[Your assignment] Write out the entries exactly, leaving out every picture.

[Dataset entries]
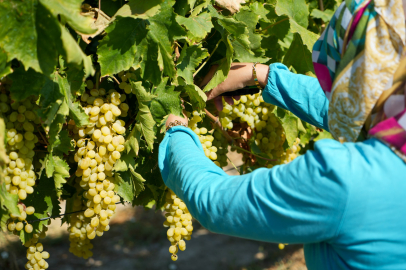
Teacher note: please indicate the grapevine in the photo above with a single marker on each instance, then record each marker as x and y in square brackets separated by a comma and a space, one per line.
[83, 121]
[99, 145]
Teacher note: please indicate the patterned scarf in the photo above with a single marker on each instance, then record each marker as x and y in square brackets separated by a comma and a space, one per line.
[354, 60]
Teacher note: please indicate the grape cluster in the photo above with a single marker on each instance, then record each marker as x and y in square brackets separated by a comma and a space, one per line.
[179, 221]
[16, 223]
[99, 147]
[80, 225]
[269, 134]
[20, 119]
[36, 257]
[213, 146]
[124, 76]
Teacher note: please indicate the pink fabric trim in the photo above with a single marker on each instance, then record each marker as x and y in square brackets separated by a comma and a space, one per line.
[323, 75]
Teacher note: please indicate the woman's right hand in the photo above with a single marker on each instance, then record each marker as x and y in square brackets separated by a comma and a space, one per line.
[240, 76]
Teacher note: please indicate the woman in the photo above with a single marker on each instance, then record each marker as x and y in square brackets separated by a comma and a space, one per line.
[346, 202]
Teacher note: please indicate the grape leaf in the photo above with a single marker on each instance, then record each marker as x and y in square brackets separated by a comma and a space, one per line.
[64, 144]
[296, 10]
[147, 58]
[324, 15]
[166, 102]
[8, 201]
[237, 29]
[57, 169]
[28, 33]
[197, 97]
[223, 68]
[140, 9]
[147, 166]
[250, 18]
[74, 54]
[56, 126]
[163, 31]
[324, 135]
[5, 67]
[198, 26]
[26, 83]
[26, 27]
[3, 155]
[289, 123]
[77, 113]
[128, 183]
[46, 204]
[118, 48]
[298, 56]
[70, 10]
[190, 58]
[132, 141]
[197, 9]
[76, 77]
[144, 116]
[308, 38]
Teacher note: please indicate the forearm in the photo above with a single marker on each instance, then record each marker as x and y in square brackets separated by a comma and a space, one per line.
[297, 93]
[268, 205]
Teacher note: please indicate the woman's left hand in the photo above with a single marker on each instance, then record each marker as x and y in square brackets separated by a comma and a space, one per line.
[172, 118]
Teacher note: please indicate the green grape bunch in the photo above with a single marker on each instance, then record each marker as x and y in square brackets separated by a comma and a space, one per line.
[20, 119]
[179, 222]
[99, 146]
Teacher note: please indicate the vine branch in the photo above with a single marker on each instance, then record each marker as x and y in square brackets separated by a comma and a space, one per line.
[218, 125]
[269, 26]
[207, 60]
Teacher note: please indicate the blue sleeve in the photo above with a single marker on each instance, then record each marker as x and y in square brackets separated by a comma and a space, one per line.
[300, 94]
[300, 202]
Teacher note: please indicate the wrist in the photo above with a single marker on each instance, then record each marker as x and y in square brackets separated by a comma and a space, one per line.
[262, 75]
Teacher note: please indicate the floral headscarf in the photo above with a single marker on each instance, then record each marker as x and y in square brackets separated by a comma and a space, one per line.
[355, 60]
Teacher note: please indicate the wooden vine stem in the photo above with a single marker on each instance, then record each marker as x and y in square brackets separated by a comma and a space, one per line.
[217, 123]
[230, 139]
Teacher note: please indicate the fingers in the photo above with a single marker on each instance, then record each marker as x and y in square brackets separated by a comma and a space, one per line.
[229, 100]
[219, 103]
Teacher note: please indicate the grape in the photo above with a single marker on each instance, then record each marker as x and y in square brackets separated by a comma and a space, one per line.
[36, 257]
[269, 134]
[21, 141]
[98, 149]
[179, 221]
[213, 146]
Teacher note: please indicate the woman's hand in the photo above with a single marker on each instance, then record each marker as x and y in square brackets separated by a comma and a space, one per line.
[240, 76]
[172, 118]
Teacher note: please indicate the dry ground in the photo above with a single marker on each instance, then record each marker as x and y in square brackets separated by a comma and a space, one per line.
[137, 240]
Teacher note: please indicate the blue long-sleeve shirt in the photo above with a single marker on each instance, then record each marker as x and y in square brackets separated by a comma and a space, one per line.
[345, 202]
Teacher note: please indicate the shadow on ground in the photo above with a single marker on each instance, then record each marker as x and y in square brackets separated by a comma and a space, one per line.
[137, 240]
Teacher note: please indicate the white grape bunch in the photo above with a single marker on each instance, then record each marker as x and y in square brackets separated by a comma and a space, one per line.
[99, 146]
[179, 223]
[80, 225]
[213, 146]
[35, 254]
[36, 257]
[269, 134]
[20, 119]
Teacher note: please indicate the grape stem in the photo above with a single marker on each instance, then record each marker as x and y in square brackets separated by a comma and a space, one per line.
[235, 167]
[242, 149]
[207, 60]
[115, 79]
[229, 138]
[217, 123]
[57, 216]
[269, 26]
[42, 136]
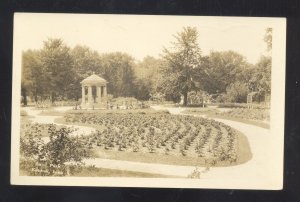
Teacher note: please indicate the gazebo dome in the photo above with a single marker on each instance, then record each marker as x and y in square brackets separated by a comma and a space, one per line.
[93, 80]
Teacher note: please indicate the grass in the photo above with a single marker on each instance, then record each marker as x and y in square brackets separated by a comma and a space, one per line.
[118, 111]
[51, 112]
[92, 171]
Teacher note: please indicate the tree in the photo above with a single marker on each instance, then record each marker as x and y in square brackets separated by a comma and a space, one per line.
[58, 65]
[223, 69]
[261, 78]
[183, 59]
[237, 92]
[85, 62]
[147, 77]
[33, 80]
[268, 38]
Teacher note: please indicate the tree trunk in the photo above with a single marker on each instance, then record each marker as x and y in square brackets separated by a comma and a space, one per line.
[185, 98]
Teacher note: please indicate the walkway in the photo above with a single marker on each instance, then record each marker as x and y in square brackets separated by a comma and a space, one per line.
[258, 170]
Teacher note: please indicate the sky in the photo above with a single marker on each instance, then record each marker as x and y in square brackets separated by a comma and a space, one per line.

[Response for this exercise]
Teacher note: please indicate the grapevine in the photo above with a single marker on each instance, then record each marker as x and y in square brackets separated by a comma and a space, one per line.
[83, 121]
[99, 145]
Teacher note: please indicate the patterned scarf in the photo above with a single marker on each instance, then record each marker as x and y in square brackets separated by a comma and a space, one per line.
[354, 60]
Teacher note: please indicate the grape cluster in the photo above with a single marker on each instance, then record each marker as x and y in square brackets separated by a comma and a space, one per line.
[179, 221]
[16, 223]
[99, 147]
[80, 225]
[269, 134]
[20, 119]
[36, 257]
[213, 146]
[124, 76]
Teacher note: please indicate the pink fabric trim in the photo above with a single marker on each instance, then record each marker as x and y in square brackets separated by a comma and a space, one per line.
[323, 75]
Teacher note: please indicate the woman's right hand in the photo above with a single marker on each instance, then record each marker as x and y in square brackets separated by a comma and a space, one per line.
[240, 76]
Teacher note: please indicate the woman in the photo above with a single marker on each instance, then record each marker as x and y in square brackets separated by a comma and a space, one per line.
[346, 202]
Teacher note: please indicate the grape leaf in the photo above with a single marker on each instance, then record each marker as x and y in square brackets separated by a comma and a space, one per line.
[64, 144]
[296, 10]
[147, 58]
[324, 15]
[166, 102]
[8, 201]
[237, 29]
[57, 169]
[28, 33]
[197, 97]
[223, 68]
[140, 9]
[147, 166]
[250, 18]
[74, 54]
[56, 126]
[163, 31]
[324, 135]
[5, 67]
[198, 26]
[26, 83]
[26, 27]
[3, 155]
[289, 123]
[77, 113]
[128, 183]
[46, 204]
[118, 48]
[298, 56]
[70, 10]
[190, 58]
[132, 141]
[197, 9]
[76, 77]
[144, 116]
[308, 38]
Teacher note: please indicate the forearm in the photo above with a single marker on each instance, then record each marker as x and y in square brackets separated by a comma and a space, one per line.
[297, 93]
[268, 205]
Teacher note: please indicate the woman's left hand in the photo above with a single marker on each instance, then record each marker as x and y in square brackets separated by a comma and a space, one per line.
[172, 118]
Teacher note: please indicate the green grape bunch in the photo above with a single marker on each instance, then record each marker as x and y in square brackets separated by a comma and a space, one per line.
[20, 119]
[179, 222]
[99, 146]
Teacher note: please indicate the vine branch in the photo above with a single marker on each instance, then record each marker as x and y in square brackets separated by a comma and a space, one per line.
[218, 125]
[269, 26]
[207, 60]
Teacher note: please indicate the blue sleeve in the photo above with a single marker on each instance, then record each marker as x and y in square brackets separated by a comma and a space, one per line.
[300, 94]
[300, 202]
Teacher note: please indicate the wrist in the photo above with a single marker on each instance, then record each marker as x and y in square brackets separated by a comma and a space, one per line.
[262, 75]
Teacher note: please indicate the floral headscarf in the photo above with a single marker on each instance, then record each marker as x and y in square brackets separated by a comma and a space, one per line.
[355, 60]
Teacher note: please indicate the wooden vine stem in the photo above with a single marker on each instance, then record each marker as x and y in square brackets separated by a comma and a space, one per line.
[217, 123]
[230, 139]
Teacher note: please indicate the fingers in the photo above with a single marker on each instance, then record each marker as x and y in square brackets separated by a comma and a space, one per line.
[229, 100]
[219, 103]
Teacher note: please indicate the grape in the photo above with a single marker on each instance, then record each marker as x and y in square brackets separated by a comma and a space, one per line.
[36, 257]
[269, 134]
[21, 141]
[98, 149]
[179, 221]
[213, 146]
Teacher note: please indicate the woman's hand in the photo above with a single marker on each instance, then record each marker as x and y in square brackets separated by a comma and a space, one per line.
[240, 76]
[172, 118]
Teacher note: please indicate the dry ground in the photo above with a single marker on each instance, then record each marker as x and y in square brackets separated by a comma and a space, one per line.
[137, 240]
Teacher note: please indicate the blue long-sleeve shirt in the photo above with a single marker on each instance, then record each marker as x and y in square brackets separated by a comma and a space, one per line.
[345, 202]
Teacher note: please indicate the shadow on ground in the photo above with a single marker on each instance, then record each marker as x and y in square brackets separated by a comma and a space, one per line.
[137, 240]
Teacher note: please indicate the white grape bunch in the photo above with a single marker on each instance, then record each marker as x and y in square brackets separated by a comma and a space, one per line.
[99, 146]
[179, 223]
[80, 225]
[213, 146]
[35, 254]
[36, 257]
[269, 134]
[20, 119]
Teacher note: please indicate the grape stem in the photo above with a single marker on each instance, then record each marker as x and y in square brackets separated by a comma and a space, one per line.
[235, 167]
[242, 149]
[207, 60]
[115, 79]
[229, 138]
[217, 123]
[57, 216]
[269, 26]
[42, 136]
Teacher note: please indicate the gazebo dome in the photo above with a single marker on each instance, then record each marker as x and y in square brackets separated by a comma and a space, one per line.
[93, 80]
Teacher note: please indicate the grass in the photo above with a single marker on each instance, then record each marker as x and y in square brackets separated by a comma and a space, one per line.
[118, 111]
[51, 112]
[92, 171]
Teacher note: please indicate the tree in the photo above with a single marker on each instance, then record each marker as x and y in square brackets separated by a comma and a space, one per line.
[58, 65]
[223, 69]
[261, 78]
[183, 59]
[237, 92]
[85, 62]
[147, 77]
[33, 80]
[268, 38]
Teacher note: please indicate the tree trunk in the photo above with a single marker on each instance, then record each marker as x and y in square brackets separated by a comma and a space, one per line.
[185, 98]
Teacher note: please indicate the walkway in the photo above with a single marker on each instance, then record each marker as x and y in square brackets separated by a comma and a space, one per line.
[258, 170]
Teacher note: please indicate the sky in the photo above with a single marker on each instance, then record each marker as x and y in square brackets separated by a comma and a space, one per line.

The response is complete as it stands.